TÂCHES À RÉALISER:
1 – D'après le texte sur le parcours de PMA de Cécile, combien d'inséminations a-t-elle faites en deux ans ?
2 – Dans le texte sur le parcours de PMA de Cécile, résumez plus brièvement le paragraphe qui commence par « Après ces tentatives d'inséminations infructueuses » en gardant ses faits principaux.
3 – Prolongez le texte sur le parcours de PMA de Cécile à la suite de sa dernière phrase.

TEXTE FOURNI:

----

L'histoire de Cécile* pourrait presque être "classique" : en couple depuis 10 ans, elle a commencé à entamer un parcours de procréation médicalement assistée il y a deux ans pour tomber enceinte. "En deux ans, j'ai enchaîné sur 5 inséminations- on dépose du sperme dans l'utérus de la femme- avec stimulation hormonale. Cela représente 14 piqûres, quatre échographies endovaginales avant qu'il n'y ait l'insémination. Puis un traitement hormonal pendant trente jours avant d'avoir les résultats. Cela n'a pas marché."
Ce parcours lourd et douloureux est celui de très nombreuses femmes infertiles. A un détail près : Cécile est lesbienne. Ces démarches, elle a dû les entreprendre avec sa femme, dans l'ombre, en Belgique. Car la loi française actuelle ne lui permet pas d'être traitée et guidée officiellement. "C'est tellement injuste. Je me dis que si j'avais été en couple avec un homme, j'aurais été aidée sur le champ. Mais je ne l'ai pas été et je devais me piquer entre deux portes pour ne le dire à personne. Certains gynécologues m'ont carrément claqué la porte au nez en me disant : 'Vous n'êtes pas stérile, vous êtes juste lesbienne'."
Après ces tentatives d'inséminations infructueuses, les médecins lui diagnostiquent un syndrome des ovaires polykystiques et orientent Cécile vers une FIV (fécondation in vitro). "En gros, on vous stimule 5 fois plus que pour une insémination, on va ponctionner les ovocytes qui auront été créés pour essayer de faire une fécondation en laboratoire et on vous réimplante les embryons. C'est une procédure très lourde et sachant que c'est à l'étranger, c'est encore plus compliqué. Là, j'ai décidé d'arrêter."
La voix est nouée. Cécile est fatiguée, découragée. Le coût ("Près de 20 000 euros pour les traitements"), la logistique, les démarches, le poids émotionnel... Elle est à bout. "C'est très dur", souffle-t-elle. Et l'invisibilisation de son cas, en tant que femme lesbienne infertile, la ronge.

----

DONNÉES FOURNIES:
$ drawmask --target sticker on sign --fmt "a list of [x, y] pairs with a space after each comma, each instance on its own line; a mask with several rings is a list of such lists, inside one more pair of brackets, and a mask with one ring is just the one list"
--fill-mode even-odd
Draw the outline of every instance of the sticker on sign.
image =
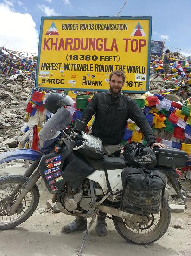
[[145, 74], [135, 74], [135, 81], [146, 81], [146, 75]]

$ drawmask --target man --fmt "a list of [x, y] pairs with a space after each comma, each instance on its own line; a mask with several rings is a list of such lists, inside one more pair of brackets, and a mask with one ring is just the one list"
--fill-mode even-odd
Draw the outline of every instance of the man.
[[[121, 71], [112, 72], [109, 76], [108, 92], [96, 94], [87, 106], [81, 117], [86, 125], [96, 114], [92, 128], [92, 135], [100, 138], [103, 143], [104, 152], [109, 156], [119, 157], [120, 142], [129, 118], [134, 121], [143, 133], [147, 144], [154, 147], [166, 148], [157, 143], [152, 129], [142, 111], [135, 101], [121, 93], [124, 85], [125, 74]], [[107, 233], [106, 215], [98, 216], [96, 230], [99, 236]], [[69, 225], [62, 228], [64, 232], [71, 233], [87, 229], [87, 219], [76, 217]]]
[[169, 53], [169, 50], [166, 50], [166, 54], [164, 57], [163, 67], [164, 69], [165, 74], [171, 74], [171, 65], [170, 64]]

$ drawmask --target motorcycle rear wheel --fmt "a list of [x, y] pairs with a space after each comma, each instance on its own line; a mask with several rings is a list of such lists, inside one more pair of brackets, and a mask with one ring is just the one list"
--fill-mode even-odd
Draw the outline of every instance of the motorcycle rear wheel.
[[7, 209], [13, 204], [19, 192], [11, 195], [17, 185], [22, 185], [28, 179], [24, 176], [10, 175], [0, 178], [0, 231], [16, 227], [26, 221], [33, 213], [39, 202], [40, 194], [35, 185], [25, 195], [18, 213], [9, 215]]
[[125, 220], [121, 218], [113, 216], [113, 222], [117, 231], [126, 240], [136, 244], [148, 244], [160, 239], [169, 226], [170, 209], [164, 197], [160, 212], [158, 214], [150, 214], [149, 216], [150, 221], [148, 225], [139, 224], [140, 228], [138, 230], [128, 227]]

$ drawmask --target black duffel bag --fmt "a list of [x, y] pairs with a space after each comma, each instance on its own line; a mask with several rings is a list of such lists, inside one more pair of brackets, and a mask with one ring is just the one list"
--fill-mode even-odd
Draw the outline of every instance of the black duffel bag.
[[160, 210], [166, 185], [163, 173], [128, 166], [122, 172], [122, 206], [127, 212], [147, 215]]
[[132, 141], [126, 144], [123, 156], [130, 165], [153, 168], [157, 164], [156, 155], [151, 148], [140, 143]]

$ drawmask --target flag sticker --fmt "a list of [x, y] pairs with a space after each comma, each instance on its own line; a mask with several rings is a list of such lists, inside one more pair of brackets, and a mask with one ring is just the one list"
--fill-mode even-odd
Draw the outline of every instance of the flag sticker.
[[61, 173], [60, 172], [57, 172], [55, 173], [54, 173], [54, 177], [58, 177], [59, 176], [61, 176]]
[[49, 169], [48, 170], [46, 170], [45, 171], [44, 171], [44, 173], [45, 174], [45, 175], [46, 175], [46, 174], [49, 174], [50, 173], [51, 173], [51, 169]]
[[47, 163], [46, 165], [47, 166], [47, 167], [49, 169], [49, 168], [51, 168], [52, 167], [54, 167], [54, 166], [52, 162], [51, 162], [50, 163]]
[[57, 188], [54, 185], [51, 185], [51, 190], [53, 191], [56, 191], [56, 190], [58, 190]]
[[45, 159], [45, 162], [46, 163], [48, 162], [53, 162], [55, 160], [54, 157], [52, 157], [52, 158], [49, 158], [48, 159]]
[[53, 162], [53, 163], [54, 166], [57, 166], [57, 165], [60, 165], [60, 164], [61, 164], [62, 163], [60, 160], [59, 160], [58, 161], [55, 161], [55, 162]]
[[58, 155], [57, 156], [55, 156], [54, 158], [54, 160], [53, 161], [58, 161], [58, 160], [61, 160], [62, 159], [62, 157], [60, 156], [60, 155]]
[[47, 175], [45, 176], [47, 180], [50, 180], [50, 179], [53, 179], [54, 178], [52, 174], [50, 174], [49, 175]]
[[57, 171], [60, 170], [60, 168], [59, 166], [57, 166], [57, 167], [54, 167], [54, 168], [52, 168], [51, 170], [52, 172], [57, 172]]
[[60, 177], [58, 177], [58, 178], [56, 178], [55, 179], [55, 181], [56, 181], [56, 182], [58, 182], [60, 181], [62, 181], [63, 179], [62, 178], [62, 176], [60, 176]]
[[48, 182], [48, 184], [49, 184], [49, 185], [51, 185], [52, 184], [54, 184], [54, 183], [55, 183], [55, 182], [54, 182], [54, 180], [51, 180], [51, 181], [49, 181]]

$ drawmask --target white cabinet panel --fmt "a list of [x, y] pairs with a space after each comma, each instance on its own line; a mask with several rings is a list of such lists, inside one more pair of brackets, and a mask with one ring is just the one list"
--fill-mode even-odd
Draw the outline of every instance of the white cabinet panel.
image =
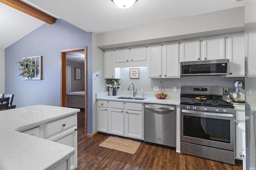
[[75, 154], [70, 158], [70, 169], [77, 167], [77, 129], [75, 127], [50, 138], [49, 141], [74, 148]]
[[98, 131], [108, 133], [108, 109], [100, 107], [98, 109]]
[[162, 77], [180, 77], [179, 43], [164, 44], [162, 55]]
[[143, 140], [143, 112], [126, 110], [125, 115], [125, 136]]
[[181, 62], [200, 60], [200, 39], [183, 41], [181, 43]]
[[148, 74], [149, 78], [162, 77], [162, 45], [156, 44], [148, 47]]
[[227, 58], [229, 59], [229, 75], [227, 77], [244, 77], [245, 44], [244, 34], [228, 36]]
[[64, 131], [76, 125], [76, 115], [64, 117], [45, 124], [45, 138]]
[[226, 59], [224, 36], [204, 38], [202, 44], [201, 60]]
[[248, 56], [248, 76], [256, 76], [256, 30], [252, 30], [246, 32], [246, 35], [247, 47], [246, 54]]
[[108, 112], [108, 132], [120, 136], [124, 135], [124, 111], [109, 109]]
[[116, 49], [116, 63], [129, 62], [129, 48], [122, 48]]
[[146, 61], [147, 54], [146, 45], [132, 47], [130, 51], [130, 61]]

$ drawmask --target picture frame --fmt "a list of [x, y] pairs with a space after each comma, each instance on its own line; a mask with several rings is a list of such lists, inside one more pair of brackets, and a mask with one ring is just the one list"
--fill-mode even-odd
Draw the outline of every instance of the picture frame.
[[75, 80], [81, 80], [81, 68], [75, 67]]
[[140, 68], [130, 69], [130, 78], [140, 78]]
[[22, 58], [22, 59], [26, 58], [30, 59], [35, 64], [34, 70], [34, 75], [31, 79], [29, 79], [26, 77], [22, 77], [22, 80], [42, 80], [42, 58], [43, 57], [41, 55], [36, 56], [27, 57]]

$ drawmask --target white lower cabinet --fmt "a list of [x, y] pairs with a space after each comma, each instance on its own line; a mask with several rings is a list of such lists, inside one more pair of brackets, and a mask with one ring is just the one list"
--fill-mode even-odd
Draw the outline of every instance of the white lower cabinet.
[[70, 158], [70, 170], [74, 170], [77, 167], [77, 129], [72, 129], [58, 134], [49, 139], [49, 141], [69, 146], [75, 148], [75, 154]]
[[74, 170], [77, 167], [77, 119], [76, 114], [73, 114], [20, 131], [74, 148], [75, 154], [54, 169]]
[[107, 108], [102, 108], [98, 104], [98, 131], [143, 140], [143, 104], [108, 102]]

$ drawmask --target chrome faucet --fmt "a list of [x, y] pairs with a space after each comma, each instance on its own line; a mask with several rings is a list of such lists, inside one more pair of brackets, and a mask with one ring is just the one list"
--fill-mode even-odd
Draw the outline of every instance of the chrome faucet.
[[129, 87], [128, 87], [128, 90], [130, 91], [130, 86], [131, 86], [131, 84], [132, 84], [132, 86], [133, 86], [133, 94], [132, 94], [132, 97], [135, 97], [135, 95], [137, 94], [137, 89], [136, 89], [136, 91], [134, 92], [134, 85], [132, 82], [130, 83], [130, 84], [129, 84]]

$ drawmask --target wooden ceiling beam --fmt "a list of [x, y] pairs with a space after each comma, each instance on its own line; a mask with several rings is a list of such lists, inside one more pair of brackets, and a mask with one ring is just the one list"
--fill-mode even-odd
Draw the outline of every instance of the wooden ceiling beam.
[[24, 12], [44, 22], [52, 24], [55, 18], [19, 0], [0, 0], [0, 2]]

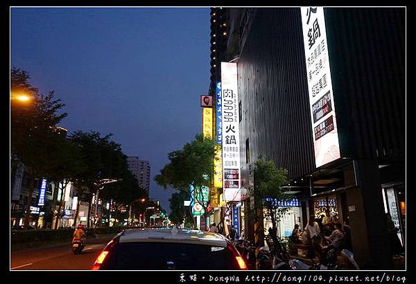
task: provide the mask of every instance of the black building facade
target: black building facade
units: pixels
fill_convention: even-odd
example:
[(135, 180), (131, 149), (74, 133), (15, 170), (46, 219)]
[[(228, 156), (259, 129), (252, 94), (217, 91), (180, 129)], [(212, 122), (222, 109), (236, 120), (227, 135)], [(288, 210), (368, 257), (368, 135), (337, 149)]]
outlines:
[(324, 9), (341, 157), (319, 168), (300, 9), (223, 10), (221, 60), (238, 66), (242, 186), (255, 182), (252, 165), (265, 155), (288, 170), (304, 224), (330, 209), (349, 222), (359, 264), (392, 268), (386, 213), (406, 240), (405, 9)]

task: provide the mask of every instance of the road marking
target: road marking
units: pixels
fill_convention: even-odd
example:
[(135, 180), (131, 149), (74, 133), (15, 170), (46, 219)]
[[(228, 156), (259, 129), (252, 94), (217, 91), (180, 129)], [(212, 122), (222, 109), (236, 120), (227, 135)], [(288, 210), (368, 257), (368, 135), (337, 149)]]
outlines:
[(27, 265), (17, 266), (17, 267), (16, 267), (11, 268), (11, 269), (10, 269), (10, 270), (16, 269), (17, 269), (17, 268), (21, 268), (21, 267), (24, 267), (25, 266), (29, 266), (29, 265), (32, 265), (33, 264), (33, 263), (28, 263)]

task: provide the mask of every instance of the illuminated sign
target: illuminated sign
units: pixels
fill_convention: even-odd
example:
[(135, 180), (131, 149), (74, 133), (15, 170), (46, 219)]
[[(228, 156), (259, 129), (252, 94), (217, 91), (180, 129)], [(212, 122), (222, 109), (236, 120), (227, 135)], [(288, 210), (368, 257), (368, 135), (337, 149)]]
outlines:
[(223, 187), (223, 152), (221, 146), (215, 146), (215, 157), (214, 159), (214, 186)]
[[(221, 184), (221, 186), (223, 185)], [(220, 199), (218, 196), (218, 189), (216, 187), (211, 188), (209, 192), (209, 204), (211, 207), (220, 206)]]
[(72, 210), (76, 210), (77, 204), (78, 204), (78, 196), (74, 196), (72, 199)]
[(222, 126), (222, 107), (223, 94), (221, 94), (221, 82), (217, 82), (216, 85), (216, 141), (217, 144), (223, 144), (223, 126)]
[(202, 107), (202, 133), (204, 136), (212, 137), (212, 109)]
[(340, 146), (324, 8), (300, 9), (315, 161), (318, 168), (339, 159)]
[(31, 214), (39, 214), (40, 208), (39, 207), (31, 206)]
[[(202, 215), (205, 213), (202, 205), (207, 207), (208, 205), (208, 198), (209, 193), (209, 188), (207, 186), (202, 186), (201, 189), (198, 188), (194, 188), (193, 185), (189, 185), (189, 190), (191, 191), (191, 206), (192, 206), (192, 214), (194, 216)], [(198, 204), (198, 205), (196, 207), (195, 204)], [(202, 210), (195, 210), (199, 209), (200, 206), (202, 207)]]
[(232, 227), (240, 236), (240, 207), (235, 205), (232, 207)]
[(69, 182), (68, 182), (68, 184), (67, 184), (67, 186), (65, 187), (64, 201), (66, 201), (66, 202), (69, 201), (69, 195), (71, 193), (71, 186), (72, 186), (72, 183), (69, 181)]
[(201, 107), (212, 107), (212, 97), (211, 96), (201, 96)]
[(46, 192), (46, 188), (48, 187), (48, 183), (45, 179), (42, 179), (40, 183), (40, 188), (39, 188), (39, 198), (37, 199), (37, 206), (43, 206), (45, 205), (45, 193)]
[[(221, 62), (221, 87), (224, 200), (241, 201), (236, 63)], [(235, 175), (227, 175), (228, 172)]]
[(264, 198), (264, 201), (271, 202), (274, 206), (278, 207), (299, 207), (299, 200), (297, 198), (288, 199), (288, 200), (278, 200), (274, 198)]

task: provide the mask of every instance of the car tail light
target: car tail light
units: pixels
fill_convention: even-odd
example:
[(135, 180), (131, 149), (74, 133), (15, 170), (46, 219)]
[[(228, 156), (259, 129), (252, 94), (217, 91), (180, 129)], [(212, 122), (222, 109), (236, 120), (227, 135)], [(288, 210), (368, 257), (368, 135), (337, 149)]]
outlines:
[(244, 261), (244, 258), (243, 258), (243, 257), (241, 256), (241, 255), (240, 254), (239, 251), (237, 251), (236, 249), (236, 248), (234, 247), (234, 246), (232, 246), (230, 244), (228, 244), (227, 245), (227, 247), (234, 255), (234, 256), (236, 258), (236, 260), (237, 261), (237, 263), (239, 264), (239, 267), (243, 270), (248, 269), (248, 268), (247, 267), (247, 265), (245, 264), (245, 261)]
[(104, 262), (105, 257), (110, 252), (110, 251), (113, 248), (113, 247), (118, 242), (119, 239), (114, 239), (110, 241), (110, 242), (105, 246), (103, 251), (100, 254), (95, 263), (94, 263), (94, 266), (91, 268), (90, 270), (99, 270), (101, 265)]
[(108, 254), (107, 251), (101, 251), (101, 254), (100, 254), (100, 255), (97, 258), (97, 259), (96, 259), (96, 262), (94, 263), (94, 266), (92, 267), (91, 270), (98, 270), (100, 269), (100, 267), (103, 264), (103, 262), (105, 259), (105, 256), (107, 256), (107, 254)]
[(236, 259), (237, 260), (237, 263), (239, 263), (239, 266), (240, 267), (241, 269), (247, 269), (247, 265), (245, 264), (245, 261), (244, 261), (241, 256), (236, 256)]

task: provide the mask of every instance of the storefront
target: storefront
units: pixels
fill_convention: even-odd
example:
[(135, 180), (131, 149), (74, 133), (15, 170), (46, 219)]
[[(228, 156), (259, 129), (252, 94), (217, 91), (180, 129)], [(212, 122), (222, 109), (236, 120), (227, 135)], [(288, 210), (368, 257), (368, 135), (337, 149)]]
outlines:
[(326, 216), (326, 212), (329, 211), (333, 222), (339, 222), (338, 205), (340, 204), (336, 194), (329, 194), (313, 198), (312, 206), (313, 206), (313, 212), (315, 219), (320, 220), (319, 222), (322, 222), (322, 219)]
[[(303, 224), (300, 204), (297, 199), (284, 202), (279, 202), (279, 207), (287, 208), (287, 211), (279, 220), (277, 221), (277, 236), (280, 238), (288, 237), (292, 234), (295, 224), (299, 224), (300, 227)], [(272, 227), (272, 220), (266, 209), (263, 211), (263, 215), (265, 216), (264, 228), (267, 231), (268, 228)]]

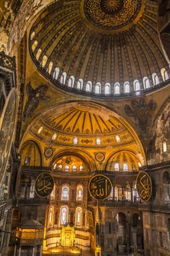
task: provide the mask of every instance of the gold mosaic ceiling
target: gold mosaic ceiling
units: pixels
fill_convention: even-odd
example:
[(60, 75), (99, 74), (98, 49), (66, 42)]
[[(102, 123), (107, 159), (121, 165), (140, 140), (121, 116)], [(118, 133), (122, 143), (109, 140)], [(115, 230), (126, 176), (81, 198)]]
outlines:
[(32, 59), (56, 86), (77, 93), (86, 93), (89, 82), (93, 95), (97, 83), (102, 96), (108, 83), (112, 95), (116, 83), (120, 94), (127, 82), (129, 92), (135, 91), (136, 80), (142, 90), (144, 77), (152, 88), (153, 73), (161, 83), (161, 69), (169, 71), (158, 35), (157, 8), (158, 3), (149, 0), (59, 0), (32, 27)]

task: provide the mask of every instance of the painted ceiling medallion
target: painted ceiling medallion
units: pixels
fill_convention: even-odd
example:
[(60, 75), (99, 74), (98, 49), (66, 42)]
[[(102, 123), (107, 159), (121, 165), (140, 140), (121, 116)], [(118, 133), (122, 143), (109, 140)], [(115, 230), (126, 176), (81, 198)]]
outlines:
[(134, 20), (141, 7), (141, 0), (86, 0), (85, 13), (96, 25), (120, 28)]

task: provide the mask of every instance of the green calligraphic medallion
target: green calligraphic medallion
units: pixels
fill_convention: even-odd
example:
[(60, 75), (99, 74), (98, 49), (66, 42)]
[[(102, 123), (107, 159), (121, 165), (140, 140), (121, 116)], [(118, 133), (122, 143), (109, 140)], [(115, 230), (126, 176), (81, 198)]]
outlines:
[(89, 183), (90, 194), (98, 200), (108, 198), (111, 193), (112, 187), (110, 180), (105, 175), (95, 175)]
[(40, 197), (49, 195), (54, 188), (54, 179), (48, 172), (42, 172), (38, 176), (35, 182), (35, 191)]
[(152, 195), (152, 181), (147, 172), (141, 171), (137, 176), (136, 189), (141, 200), (148, 201)]
[(0, 119), (0, 184), (3, 181), (15, 134), (16, 90), (9, 92)]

----

VOS RÉPONSES ÉCRITES:
1 – Cinq inséminations, avec stimulation hormonale.

2 – Après l'échec des inséminations, les médecins diagnostiquent chez Cécile un syndrome des ovaires polykystiques et l'orientent vers une FIV. Cette procédure comprend une stimulation cinq fois plus forte que pour une insémination, la ponction des ovocytes, une fécondation en laboratoire et la réimplantation des embryons. Elle est très lourde, plus encore à l'étranger, et Cécile décide d'arrêter.

3 –
"Je n'en ai jamais entendu parler pendant les débats, qui sont d'ailleurs accaparés par les opposants. Et quand on dit : 'Ces femmes ne sont pas stériles, on ne va pas leur payer des PMA qui sont réservées aux couples infertiles', c'est injuste ! Il y a des lesbiennes infertiles, dont la stérilité n'est pas diagnostiquée. Il y a des lesbiennes stériles aussi", tempête-t-elle. "Et surtout, ce qu'on ne dit pas, c'est que sur toutes les PMA hétérosexuelles, seules 30% concernent des couples déclarés stériles. Ce sont des PMA 'sociales' parce qu'on considère que si ça n'a pas marché au bout de 18 mois, on va les aider, alors qu'ils ne sont pas diagnostiqués infertiles ou stériles."
A la stigmatisation s'ajoute le sexisme ordinaire. "J'ai 35 ans, je n'ai pas d'enfant, je commence un nouveau job et la dernière question de l'entretien, ça a été : 'Vous avez des enfants ? Est-ce que vous en voulez ?'. Sous-entendu, si tu nous mets un congé de maternité dans l'année, cela sera compliqué... Donc ça, ça n'aide pas."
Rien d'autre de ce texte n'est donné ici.